**Required task:**
Resume the article on Yvonne Jacquette's aerial landscapes at its last sentence and keep writing it.

━━━ Text provided ━━━

"Times Square Triptych,"
1986-87, one of three oils on canvas from the collection of the
artist. Photo courtesy DC Moore Gallery, New York City.
Aerial
Muse:
By Stephen May
YONKERS, N.Y. - "One must never forget," the incomparable
Gertrude Stein observed years ago, "that the earth seen from an
airplane is more splendid than the earth seen from an
automobile." Recognizing that reality, for the past 30 years
Yvonne Jacquette has utilized the vantage point of commercial
jets and private planes, as well as high-rise buildings, to
create both daytime and nighttime views of cities and towns,
factories and farmlands, rivers and harbors, and woodlands,
pastures and power plants from coast to coast and border to
border, as well as in the Far East.
Although looking from tall buildings or airplanes at cities and
landscapes below is an experience common to all of us, few other
contemporary artists have explored its artistic possibilities.
Evolving from faithful translations of views to images in which
she splices together segments from different angles and
locations, Jacquette's urban and rural depictions convey a sense
of complexity and wonder. Now at the top of her game, she has
gained an enviable reputation with critics and the public.
Her achievements are on view in "Aerial Muse: ," at The Hudson
River Museum through May 4. The exhibition was organized by the
Iris & Gerald Cantor Center for Visual Arts at Stanford
University and capably curated by Hilarie Faberman, Robert M. and
Ruth L. Halperin Curator of Modern and Contemporary Art at the
Cantor Center. With approximately 40 paintings, pastels, drawings
and prints, the show offers an overview of the development of the
artist's idiosyncratic landscape work.

━━━ Data supplied ━━━

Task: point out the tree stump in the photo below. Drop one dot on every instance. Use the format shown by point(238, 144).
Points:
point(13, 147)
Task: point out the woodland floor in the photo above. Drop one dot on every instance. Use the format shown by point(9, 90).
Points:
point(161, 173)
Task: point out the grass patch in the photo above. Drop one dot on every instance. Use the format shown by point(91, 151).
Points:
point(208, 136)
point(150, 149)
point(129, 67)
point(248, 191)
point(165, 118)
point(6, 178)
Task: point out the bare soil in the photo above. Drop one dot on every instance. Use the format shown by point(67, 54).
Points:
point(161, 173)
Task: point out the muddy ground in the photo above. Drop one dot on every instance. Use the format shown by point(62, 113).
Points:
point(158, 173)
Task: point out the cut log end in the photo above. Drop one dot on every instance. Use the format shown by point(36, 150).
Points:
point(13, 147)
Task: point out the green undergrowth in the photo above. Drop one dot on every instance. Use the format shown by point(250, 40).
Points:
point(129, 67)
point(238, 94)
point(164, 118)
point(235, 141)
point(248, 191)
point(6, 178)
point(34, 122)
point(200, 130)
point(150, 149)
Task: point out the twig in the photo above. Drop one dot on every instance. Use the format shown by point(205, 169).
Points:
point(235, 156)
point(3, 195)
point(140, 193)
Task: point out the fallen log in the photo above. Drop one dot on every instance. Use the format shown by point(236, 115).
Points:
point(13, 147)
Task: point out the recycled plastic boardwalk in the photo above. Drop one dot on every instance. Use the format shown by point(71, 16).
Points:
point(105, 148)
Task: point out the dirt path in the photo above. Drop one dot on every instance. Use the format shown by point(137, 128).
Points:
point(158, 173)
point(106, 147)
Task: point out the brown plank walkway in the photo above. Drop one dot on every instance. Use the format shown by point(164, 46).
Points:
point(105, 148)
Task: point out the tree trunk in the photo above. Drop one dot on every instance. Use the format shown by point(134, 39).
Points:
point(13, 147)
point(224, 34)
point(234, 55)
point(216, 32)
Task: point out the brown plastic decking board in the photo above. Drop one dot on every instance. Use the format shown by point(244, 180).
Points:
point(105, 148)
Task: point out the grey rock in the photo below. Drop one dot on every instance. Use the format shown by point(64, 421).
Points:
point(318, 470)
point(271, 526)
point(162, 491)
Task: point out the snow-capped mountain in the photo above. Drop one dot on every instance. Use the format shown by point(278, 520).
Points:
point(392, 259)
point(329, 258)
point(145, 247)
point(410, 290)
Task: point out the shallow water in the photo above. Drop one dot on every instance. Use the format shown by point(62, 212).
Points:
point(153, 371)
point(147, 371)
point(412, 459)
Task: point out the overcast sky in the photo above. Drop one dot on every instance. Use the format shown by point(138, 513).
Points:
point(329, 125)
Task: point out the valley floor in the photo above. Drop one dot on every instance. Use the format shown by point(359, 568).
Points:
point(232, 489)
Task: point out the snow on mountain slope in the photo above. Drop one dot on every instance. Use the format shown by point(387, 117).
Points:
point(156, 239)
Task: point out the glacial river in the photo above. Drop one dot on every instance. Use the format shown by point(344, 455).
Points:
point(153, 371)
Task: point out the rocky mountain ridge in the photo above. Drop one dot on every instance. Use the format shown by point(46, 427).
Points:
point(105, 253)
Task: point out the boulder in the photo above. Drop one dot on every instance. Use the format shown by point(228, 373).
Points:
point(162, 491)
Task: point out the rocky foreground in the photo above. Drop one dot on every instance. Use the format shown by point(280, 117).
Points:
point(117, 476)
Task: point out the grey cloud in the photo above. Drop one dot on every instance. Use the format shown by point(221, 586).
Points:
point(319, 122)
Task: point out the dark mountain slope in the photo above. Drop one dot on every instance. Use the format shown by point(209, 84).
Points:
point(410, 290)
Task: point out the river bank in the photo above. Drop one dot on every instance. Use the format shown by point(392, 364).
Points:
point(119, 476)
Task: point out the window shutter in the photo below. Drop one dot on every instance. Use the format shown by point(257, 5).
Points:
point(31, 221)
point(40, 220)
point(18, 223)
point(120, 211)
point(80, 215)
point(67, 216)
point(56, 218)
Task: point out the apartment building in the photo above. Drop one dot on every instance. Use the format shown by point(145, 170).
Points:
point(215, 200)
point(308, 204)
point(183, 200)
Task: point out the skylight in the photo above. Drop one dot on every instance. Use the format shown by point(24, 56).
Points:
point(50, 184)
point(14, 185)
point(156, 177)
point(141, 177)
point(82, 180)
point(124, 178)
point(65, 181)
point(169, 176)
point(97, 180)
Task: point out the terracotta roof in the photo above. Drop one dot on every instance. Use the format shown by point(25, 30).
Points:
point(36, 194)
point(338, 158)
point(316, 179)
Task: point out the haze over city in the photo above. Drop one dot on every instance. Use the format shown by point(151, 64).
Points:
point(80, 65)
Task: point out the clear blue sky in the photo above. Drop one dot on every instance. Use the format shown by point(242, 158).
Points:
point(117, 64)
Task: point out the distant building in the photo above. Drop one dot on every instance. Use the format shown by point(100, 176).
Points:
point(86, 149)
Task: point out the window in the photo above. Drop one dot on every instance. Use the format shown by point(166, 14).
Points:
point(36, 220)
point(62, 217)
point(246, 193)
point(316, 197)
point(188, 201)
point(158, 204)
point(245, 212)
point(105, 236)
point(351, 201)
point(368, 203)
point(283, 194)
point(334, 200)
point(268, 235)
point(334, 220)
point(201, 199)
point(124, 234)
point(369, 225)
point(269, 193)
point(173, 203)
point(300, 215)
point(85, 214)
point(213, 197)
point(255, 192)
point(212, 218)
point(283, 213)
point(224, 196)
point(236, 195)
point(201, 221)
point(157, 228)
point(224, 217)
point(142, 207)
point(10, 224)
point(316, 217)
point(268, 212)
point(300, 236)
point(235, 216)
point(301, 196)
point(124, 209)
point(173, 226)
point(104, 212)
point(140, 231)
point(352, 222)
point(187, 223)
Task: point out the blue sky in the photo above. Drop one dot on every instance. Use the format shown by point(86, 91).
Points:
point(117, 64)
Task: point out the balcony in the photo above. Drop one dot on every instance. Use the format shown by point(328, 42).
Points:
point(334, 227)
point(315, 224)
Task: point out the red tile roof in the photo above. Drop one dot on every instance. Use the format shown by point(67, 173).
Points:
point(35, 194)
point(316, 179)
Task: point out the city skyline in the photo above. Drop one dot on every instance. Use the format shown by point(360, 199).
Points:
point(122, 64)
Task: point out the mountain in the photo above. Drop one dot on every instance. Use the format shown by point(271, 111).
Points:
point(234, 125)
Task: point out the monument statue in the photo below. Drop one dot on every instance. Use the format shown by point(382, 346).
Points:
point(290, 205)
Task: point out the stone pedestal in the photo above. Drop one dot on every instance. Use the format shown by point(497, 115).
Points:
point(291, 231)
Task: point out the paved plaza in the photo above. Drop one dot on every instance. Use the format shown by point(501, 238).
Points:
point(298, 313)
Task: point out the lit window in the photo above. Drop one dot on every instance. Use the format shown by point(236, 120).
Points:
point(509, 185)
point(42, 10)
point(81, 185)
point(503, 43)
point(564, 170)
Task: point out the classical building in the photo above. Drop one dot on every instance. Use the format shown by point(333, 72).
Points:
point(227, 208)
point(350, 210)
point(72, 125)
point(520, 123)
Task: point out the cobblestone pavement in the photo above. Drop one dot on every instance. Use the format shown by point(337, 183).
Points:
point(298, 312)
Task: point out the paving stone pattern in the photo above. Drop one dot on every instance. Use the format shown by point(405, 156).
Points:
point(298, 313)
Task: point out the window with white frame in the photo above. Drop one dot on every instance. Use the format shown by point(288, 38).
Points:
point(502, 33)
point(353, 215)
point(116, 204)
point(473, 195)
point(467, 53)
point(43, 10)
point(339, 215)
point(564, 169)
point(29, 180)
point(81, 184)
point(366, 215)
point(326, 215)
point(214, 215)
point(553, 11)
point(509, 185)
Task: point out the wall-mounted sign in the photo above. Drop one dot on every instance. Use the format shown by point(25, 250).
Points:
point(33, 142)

━━━

**Exercise result:**
Recognition has come relatively late for Jacquette, in part
because her career has not followed a usual evolutionary path and
her art is not easily categorized. In her mature work the artist
has sought to bring what she calls "intimacy to vastness." In the
process, in curator Faberman's words, Jacquette "embraces a
variety of contradictory tendencies -- her art is sophisticated
and childlike, earth bound and heavenly, comic and grave, and
ordinary and heroic."
"Hong Kong Ocean Pier VI," 1992. Oil on canvas from the
collection of the artist.
Jacquette was born in Pittsburgh in 1934 to a family that
eventually included seven children. Her father was an accountant
and management consultant, her mother a homemaker. Neither parent
was artistic, but they encouraged her to draw, especially her
mother. She began taking private art lessons after the family
moved to Stamford, Conn., in 1941. By the time Jacquette
graduated from Stamford High School she had won art competitions
and had a work published in Seventeen magazine.
In 1952 she enrolled at the Rhode Island School of Design, where
she learned the fundamentals of drawing and design. Dropping out
at the end of her third year, she moved to New York City, hoping
to learn more about new movements in art at the city's museums
and galleries and to pursue a career as an artist. Early on, she
admired the work of Willem de Kooning and Joan Mitchell.
Jacquette worked at different jobs, including stints in a display
studio, a company where she drafted designs of helicopters for
catalogs and a textile design firm. Along the way she honed her
drafting skills and sharpened her understanding of color.
In 1961, she met Rudy Burckhardt (1914-1999), a gifted,
Swiss-born photographer, filmmaker and painter, who had arrived
in New York a quarter century before and had become part of a
wide circle of creative figures. He and Jacquette married three
years later.
Jacquette became friends with such artists as Alex Katz, Red
Grooms, Mimi Gross and Sylvia Plimack Mangold, as well as
Rackstraw Downes and Janet Fish, and poet/critic Edward Denby.
The Burckhardts' only child, Tom, has established his own career
as a respected artist, while also working as an assistant to
Grooms.
Much of Jacquette's early art emphasized odd angles or
perspectives of familiar objects such as floors, windows,
telephone poles and buildings, painted with a precisionist touch.
It is work that brings to mind that of Charles Sheeler and
Mangold. By the early 1970s, categorized as a New Realist, she
exhibited at major New York galleries and in group shows.
In 1965, Jacquette, Burckhardt and Denby bought a house in
Searsmont, Maine, using the adjacent barn as a studio. Faberman
credits Katz, Jacquette's Maine neighbor, with inspiring her to
develop an orderly process leading to more ambitious works.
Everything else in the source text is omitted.